Object point labels:
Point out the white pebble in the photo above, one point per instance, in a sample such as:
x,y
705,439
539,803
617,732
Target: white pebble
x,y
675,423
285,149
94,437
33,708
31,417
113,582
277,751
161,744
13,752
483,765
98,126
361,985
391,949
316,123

## [What the task requires]
Reproduce every line of the items above, requests included, shifting each answer coordinate by adding 132 to it. Leave the numbers in the requests and their format samples unchanged.

## [Output of the exercise]
Point out the white pebble in the photo above, one point per instance, in a sample such as:
x,y
705,439
539,803
617,732
Target: white pebble
x,y
807,555
417,281
226,569
165,840
163,549
245,714
409,883
293,876
145,884
615,897
230,258
493,1117
523,1081
448,255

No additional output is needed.